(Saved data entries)
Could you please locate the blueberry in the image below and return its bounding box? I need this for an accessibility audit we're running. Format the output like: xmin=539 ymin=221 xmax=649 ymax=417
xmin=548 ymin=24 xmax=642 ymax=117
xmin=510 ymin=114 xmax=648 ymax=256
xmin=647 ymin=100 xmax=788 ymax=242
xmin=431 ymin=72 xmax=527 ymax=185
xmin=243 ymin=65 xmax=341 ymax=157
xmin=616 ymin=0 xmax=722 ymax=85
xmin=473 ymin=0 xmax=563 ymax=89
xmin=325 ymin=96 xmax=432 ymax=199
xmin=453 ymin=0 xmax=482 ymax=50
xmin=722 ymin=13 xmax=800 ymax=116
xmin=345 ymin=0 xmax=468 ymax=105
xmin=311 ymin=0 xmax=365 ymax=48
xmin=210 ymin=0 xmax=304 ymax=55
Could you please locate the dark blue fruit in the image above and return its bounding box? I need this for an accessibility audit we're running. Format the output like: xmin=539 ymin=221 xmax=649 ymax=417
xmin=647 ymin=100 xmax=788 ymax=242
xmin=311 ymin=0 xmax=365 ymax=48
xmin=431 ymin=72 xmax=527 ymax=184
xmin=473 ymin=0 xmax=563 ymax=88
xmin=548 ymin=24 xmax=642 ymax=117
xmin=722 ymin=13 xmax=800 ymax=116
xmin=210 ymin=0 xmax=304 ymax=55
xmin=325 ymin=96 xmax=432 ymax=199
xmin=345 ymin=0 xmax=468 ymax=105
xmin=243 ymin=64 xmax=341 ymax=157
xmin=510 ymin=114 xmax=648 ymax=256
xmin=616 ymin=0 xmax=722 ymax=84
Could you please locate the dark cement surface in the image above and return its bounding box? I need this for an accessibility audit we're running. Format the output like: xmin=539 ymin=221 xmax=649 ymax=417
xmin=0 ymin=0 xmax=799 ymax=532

- WHAT THE TASK ASKS -
Type out the entries once more, precisely.

- EXPECTED ANSWER -
Could you please locate the blueberry in the image below and return its bounding box? I need this for an accessibility audit we're running. Format the output like: xmin=539 ymin=221 xmax=649 ymax=417
xmin=548 ymin=24 xmax=642 ymax=117
xmin=510 ymin=114 xmax=648 ymax=256
xmin=647 ymin=100 xmax=788 ymax=242
xmin=431 ymin=72 xmax=527 ymax=185
xmin=243 ymin=65 xmax=341 ymax=157
xmin=616 ymin=0 xmax=722 ymax=85
xmin=473 ymin=0 xmax=563 ymax=89
xmin=325 ymin=96 xmax=432 ymax=199
xmin=453 ymin=0 xmax=482 ymax=50
xmin=722 ymin=13 xmax=800 ymax=116
xmin=345 ymin=0 xmax=468 ymax=105
xmin=311 ymin=0 xmax=365 ymax=48
xmin=210 ymin=0 xmax=304 ymax=55
Could you please locate the dark blue fruit in the image above and return its bounding box? I need this for an accessibility audit we're running. Format the output like: xmin=539 ymin=221 xmax=649 ymax=417
xmin=647 ymin=100 xmax=788 ymax=242
xmin=311 ymin=0 xmax=365 ymax=48
xmin=431 ymin=72 xmax=527 ymax=184
xmin=473 ymin=0 xmax=563 ymax=88
xmin=548 ymin=24 xmax=642 ymax=117
xmin=722 ymin=13 xmax=800 ymax=116
xmin=210 ymin=0 xmax=304 ymax=55
xmin=325 ymin=96 xmax=432 ymax=199
xmin=345 ymin=0 xmax=468 ymax=105
xmin=243 ymin=64 xmax=341 ymax=157
xmin=510 ymin=114 xmax=648 ymax=256
xmin=616 ymin=0 xmax=722 ymax=84
Could you please locate the dark cement surface in the image above and return its bounding box? I need this for an accessibility audit we're running. Format the output like: xmin=539 ymin=221 xmax=649 ymax=417
xmin=0 ymin=0 xmax=799 ymax=532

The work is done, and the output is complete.